Given information:
▼▼▼

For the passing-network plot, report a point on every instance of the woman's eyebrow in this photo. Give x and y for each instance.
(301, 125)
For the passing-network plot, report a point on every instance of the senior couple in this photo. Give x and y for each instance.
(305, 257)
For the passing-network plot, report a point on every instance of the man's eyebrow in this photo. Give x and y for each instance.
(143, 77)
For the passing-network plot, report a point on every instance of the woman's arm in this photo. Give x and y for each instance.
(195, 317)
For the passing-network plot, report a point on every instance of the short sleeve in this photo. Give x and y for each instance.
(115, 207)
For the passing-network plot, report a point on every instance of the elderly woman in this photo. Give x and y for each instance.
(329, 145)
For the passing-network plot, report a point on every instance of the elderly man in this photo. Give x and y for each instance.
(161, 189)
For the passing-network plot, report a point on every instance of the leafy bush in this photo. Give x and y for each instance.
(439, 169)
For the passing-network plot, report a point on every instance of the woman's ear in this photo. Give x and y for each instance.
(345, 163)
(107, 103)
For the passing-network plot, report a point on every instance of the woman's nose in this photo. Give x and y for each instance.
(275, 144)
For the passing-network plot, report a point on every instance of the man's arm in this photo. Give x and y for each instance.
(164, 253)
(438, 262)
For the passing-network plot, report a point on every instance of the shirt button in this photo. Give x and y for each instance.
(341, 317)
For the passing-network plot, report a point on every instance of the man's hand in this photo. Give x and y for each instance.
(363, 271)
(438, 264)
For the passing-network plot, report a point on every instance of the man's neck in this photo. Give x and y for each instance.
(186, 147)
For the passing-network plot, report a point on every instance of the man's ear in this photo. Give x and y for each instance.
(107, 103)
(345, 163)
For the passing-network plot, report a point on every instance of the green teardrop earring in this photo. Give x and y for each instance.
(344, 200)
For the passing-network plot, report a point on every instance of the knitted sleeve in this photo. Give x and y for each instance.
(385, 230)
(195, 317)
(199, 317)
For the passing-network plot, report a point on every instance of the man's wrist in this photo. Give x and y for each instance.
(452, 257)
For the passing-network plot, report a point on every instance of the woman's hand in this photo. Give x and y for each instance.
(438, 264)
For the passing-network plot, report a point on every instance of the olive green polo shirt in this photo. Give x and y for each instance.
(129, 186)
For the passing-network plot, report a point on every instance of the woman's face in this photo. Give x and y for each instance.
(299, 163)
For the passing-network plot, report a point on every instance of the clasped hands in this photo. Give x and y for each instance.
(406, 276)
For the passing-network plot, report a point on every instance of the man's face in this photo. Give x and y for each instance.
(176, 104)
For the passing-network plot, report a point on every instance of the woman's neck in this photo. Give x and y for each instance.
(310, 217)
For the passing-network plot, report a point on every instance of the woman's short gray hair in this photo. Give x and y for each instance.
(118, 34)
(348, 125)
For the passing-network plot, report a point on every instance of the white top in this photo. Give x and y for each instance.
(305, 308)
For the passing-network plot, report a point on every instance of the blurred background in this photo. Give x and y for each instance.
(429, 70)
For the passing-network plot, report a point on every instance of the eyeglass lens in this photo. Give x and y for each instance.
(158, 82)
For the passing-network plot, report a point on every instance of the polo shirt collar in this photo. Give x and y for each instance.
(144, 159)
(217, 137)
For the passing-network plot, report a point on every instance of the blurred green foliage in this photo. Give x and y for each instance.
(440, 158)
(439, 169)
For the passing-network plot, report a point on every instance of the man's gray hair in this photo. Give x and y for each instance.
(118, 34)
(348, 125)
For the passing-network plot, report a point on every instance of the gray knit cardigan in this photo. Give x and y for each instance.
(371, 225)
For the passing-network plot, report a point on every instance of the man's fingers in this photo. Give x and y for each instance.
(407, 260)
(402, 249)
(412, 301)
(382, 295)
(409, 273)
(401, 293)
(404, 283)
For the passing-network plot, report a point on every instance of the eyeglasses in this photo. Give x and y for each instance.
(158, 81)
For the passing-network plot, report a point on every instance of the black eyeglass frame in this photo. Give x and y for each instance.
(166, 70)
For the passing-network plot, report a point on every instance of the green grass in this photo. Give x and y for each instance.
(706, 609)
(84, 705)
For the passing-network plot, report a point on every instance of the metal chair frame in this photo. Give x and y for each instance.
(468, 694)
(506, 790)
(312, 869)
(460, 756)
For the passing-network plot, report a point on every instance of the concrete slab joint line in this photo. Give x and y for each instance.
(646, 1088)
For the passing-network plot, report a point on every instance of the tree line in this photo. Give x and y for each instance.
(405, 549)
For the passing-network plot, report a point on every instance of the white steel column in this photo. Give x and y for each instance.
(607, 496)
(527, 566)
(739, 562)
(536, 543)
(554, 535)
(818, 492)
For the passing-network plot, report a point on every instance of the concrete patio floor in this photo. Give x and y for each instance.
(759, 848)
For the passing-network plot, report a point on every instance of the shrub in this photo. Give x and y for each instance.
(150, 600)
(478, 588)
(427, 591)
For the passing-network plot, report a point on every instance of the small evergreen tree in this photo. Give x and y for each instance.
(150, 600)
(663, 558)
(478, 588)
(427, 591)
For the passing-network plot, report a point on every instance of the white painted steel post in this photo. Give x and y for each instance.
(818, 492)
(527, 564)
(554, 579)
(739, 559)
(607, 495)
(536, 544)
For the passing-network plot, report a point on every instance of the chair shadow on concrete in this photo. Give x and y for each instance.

▲▲▲

What is expected:
Each record above has to be retyped exactly, with nothing left out.

Answer to the exercise:
For the passing-network plot, report a point on every instance of the woman's eyebrow in this photo. Give x and y for each instance.
(301, 125)
For the passing-network plot, report a point on every instance of the senior couple in this photo. Give x and y for each instance.
(305, 257)
For the passing-network plot, report a point on every instance of the man's eyebrow in this photo. Give x and y for each instance.
(143, 77)
For the passing-network plot, report a point on every instance of the woman's arm in this photo. Give x and y for each instance.
(195, 317)
For the passing-network plot, report a point on every instance of the short sleeve in this photo. Give x and y for each instance.
(115, 207)
For the passing-network plot, report a point on every instance of the elderly woman in this photo. Give x and y for each instance.
(329, 145)
For the passing-network plot, report a point on every instance of the elderly man in this photo. Give x and y for each instance.
(161, 189)
For the passing-network plot, report a point on every instance of the leafy bush in this photo. Give x and y for each instance.
(439, 169)
For the passing-network plot, report a point on every instance of the woman's ear in this photo. Give x and y for each instance.
(345, 163)
(107, 103)
For the passing-network plot, report a point on every instance of the woman's nose in this photo. Give x and y for each instance.
(275, 144)
For the passing-network plot, report a point on every instance of the man's arm in this photo. Give x and y for each instance.
(164, 253)
(438, 262)
For the passing-network plot, report a point on every instance of the shirt button in this photo. Give x and y for each instance.
(341, 317)
For the passing-network plot, report a point on every instance of the man's hand in this photo. Give x and y for each instance.
(363, 271)
(438, 264)
For the passing-network plot, report a point on every instance of the man's neck in this photo. Give x and y for each instance.
(186, 147)
For the passing-network plot, report a point on every instance of the man's ear in this photo. Give x and y for each instance.
(107, 103)
(345, 163)
For the passing-network plot, report a point on every instance of the green teardrop earring in this photo. Give x and y for each instance.
(344, 200)
For the passing-network plot, report a point on every instance of the knitted sleeve in this photo. Give x and y for each instance.
(385, 230)
(195, 317)
(199, 317)
For the passing-network plot, report a point on every instance of the man's wrist in this photo. Give x and y for each instance.
(452, 257)
For the passing-network plot, report a point on every instance of the woman's hand in this photo. Give x and y for each instance.
(438, 264)
For the passing-network plot, report a point on every instance of the olive green polo shirt in this photo. Give x and y for each instance.
(129, 186)
For the passing-network plot, report a point on every instance of the woman's face in this photo. Give x and y for each instance.
(299, 163)
For the passing-network plot, report a point on every instance of the clasped hands in this photo. Give x and y for each instance.
(406, 276)
For the passing-network plot, report a point on every instance of the man's face in this photo. Give x and y for each instance.
(176, 104)
For the passing-network plot, report a point on every instance of the woman's neck in this photo. Give x and y for each instance.
(310, 217)
For the passing-network plot, report a point on every instance of the woman's short gray hair in this photo. Give x and y for each instance.
(118, 34)
(348, 125)
For the passing-network plot, report a point on every instance of the white top in this photo. Give x and y for each instance.
(305, 308)
For the passing-network plot, report a point on every instance of the blurred background in this photo. Give x and y for each instance.
(429, 70)
For the passing-network plot, report a point on every instance of the eyeglass lens in this photo. Give x and y for each instance.
(158, 82)
For the passing-network plot, report a point on every instance of the polo shirt collar in this photo. Give x and y for each instance.
(144, 159)
(217, 137)
For the passing-network plot, report a point on every instance of the blurred green foliage in this photo. Give x and y for each instance.
(440, 158)
(439, 169)
For the passing-network plot, report a point on every instance of the man's gray hair in this photo. Give x and y for each instance.
(118, 34)
(348, 125)
For the passing-network plot, report a point on every instance of the gray knit cardigan in this photo. Give x and y for each instance.
(371, 225)
For the passing-network plot, report a point on every instance of the man's fingers in this photo. Give x and y for each instance.
(407, 260)
(402, 249)
(412, 301)
(382, 295)
(409, 273)
(401, 293)
(404, 283)
For the passing-network plot, report a point on every instance of the eyeglasses in this photo. Give x and y for each instance.
(158, 81)
For the passing-network plot, report a point on every instance of the black eyeglass frame in this photo. Give x and y for each instance.
(166, 70)
For the passing-network plot, report a point on every instance of the green grass in this photo. Give x and y for each instance.
(706, 609)
(84, 705)
For the passing-network plot, report a point on every instance of the metal chair frame in this photo. Give x and y for each instance.
(468, 694)
(506, 790)
(312, 869)
(460, 756)
For the passing-network plot, report a point on every instance of the concrete slab joint line in this photo. Give x and y for each instance.
(646, 1088)
For the passing-network plot, report a point on every instance of the tree line in this photo. Give x and y for each instance.
(405, 549)
For the passing-network plot, report a point on every instance of the white steel column in this photo. Give x and y for each instance.
(607, 496)
(527, 566)
(739, 562)
(536, 543)
(554, 535)
(818, 492)
For the passing-network plot, report a point on every instance of the concrete patio floor in this photo. Give x and y for each instance.
(759, 848)
For the passing-network plot, report a point on every instance of the shrub in this photo. Give x and y for each instance.
(150, 600)
(478, 588)
(427, 591)
For the passing-network plot, report a point on every instance of the small evergreen tree in this photo. Give x and y for each instance.
(150, 600)
(663, 558)
(478, 588)
(427, 591)
For the passing-network plot, report a point on every instance of the white painted steel post in this photo. Give x and y for each instance.
(818, 492)
(527, 564)
(554, 579)
(739, 559)
(607, 495)
(536, 544)
For the passing-network plot, report a point on every instance of the chair shadow on concrete in this photo. Give x and y for each instance.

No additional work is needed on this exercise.